## START Excerpt provided
What is cutoff rank for this college for Outside Gujrat region

----------


## neha sobti

> What is cutoff rank for this college for Outside Gujrat region


First tell me your category and rank in jee mains

----------


## ankurverma1994

i m getting 160 marks in JEE main (expected rank around 40,000); General category - outside gujrat....Which college i should look for CS, electronics or IT stream

----------


## Alina gill

> i m getting 160 marks in JEE main (expected rank around 40,000); General category - outside gujrat....Which college i should look for CS, electronics or IT stream


Hi,
Tel me your expected percentage in 12th boards??

----------


## ankurverma1994

i got 87.17% from ISC Board(2012) -----Home state U.P.

----------


## ankurverma1994

> Hi,
> Tel me your expected percentage in 12th boards??


i got 87.17% from ISC board(2012)... My home state is U.P.

----------


## Ashi rao

> i got 87.17% from ISC board(2012)... My home state is U.P.


Hey,
       Your approx rank will be 25000......... so it's very rare for to get any nit...... try for private clgs...  :):

----------


## ankurverma1994

> Hey,        Your approx rank will be 25000......... so it's very rare for to get any nit...... try for private clgs...


 please tell me which college should i look for..... My home state is U.P. (Genral); Preffered branches: Mechanical, CS, IT

----------


## Shruti kakkad

> please tell me which college should i look for..... My home state is U.P. (Genral); Preffered branches: Mechanical, CS, IT


Hey, 
       You can go for jaypee noida......  :):

----------


## ankurverma1994

> Hey,         You can go for jaypee noida......


  and any other college????

----------


## Rohan malik

> and any other college????


Hi,
     First tel me your preferred city or state??
## END Excerpt provided
## START Stored records
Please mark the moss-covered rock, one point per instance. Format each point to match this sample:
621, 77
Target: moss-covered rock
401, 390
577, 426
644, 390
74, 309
## END Stored records
- Task set
**a.** Reproduce the full forum thread about JEE Main ranks and college choices, word for word.
**b.** Pull out every line in the entries that contains the string "covered", matching its case exactly.

- Task-by-task answers
**a.**
What is cutoff rank for this college for Outside Gujrat region

----------


## neha sobti

> What is cutoff rank for this college for Outside Gujrat region


First tell me your category and rank in jee mains

----------


## ankurverma1994

i m getting 160 marks in JEE main (expected rank around 40,000); General category - outside gujrat....Which college i should look for CS, electronics or IT stream

----------


## Alina gill

> i m getting 160 marks in JEE main (expected rank around 40,000); General category - outside gujrat....Which college i should look for CS, electronics or IT stream


Hi,
Tel me your expected percentage in 12th boards??

----------


## ankurverma1994

i got 87.17% from ISC Board(2012) -----Home state U.P.

----------


## ankurverma1994

> Hi,
> Tel me your expected percentage in 12th boards??


i got 87.17% from ISC board(2012)... My home state is U.P.

----------


## Ashi rao

> i got 87.17% from ISC board(2012)... My home state is U.P.


Hey,
       Your approx rank will be 25000......... so it's very rare for to get any nit...... try for private clgs...  :):

----------


## ankurverma1994

> Hey,        Your approx rank will be 25000......... so it's very rare for to get any nit...... try for private clgs...


 please tell me which college should i look for..... My home state is U.P. (Genral); Preffered branches: Mechanical, CS, IT

----------


## Shruti kakkad

> please tell me which college should i look for..... My home state is U.P. (Genral); Preffered branches: Mechanical, CS, IT


Hey, 
       You can go for jaypee noida......  :):

----------


## ankurverma1994

> Hey,         You can go for jaypee noida......


  and any other college????

----------


## Rohan malik

> and any other college????


Hi,
     First tel me your preferred city or state??

**b.**
Please mark the moss-covered rock, one point per instance. Format each point to match this sample:
Target: moss-covered rock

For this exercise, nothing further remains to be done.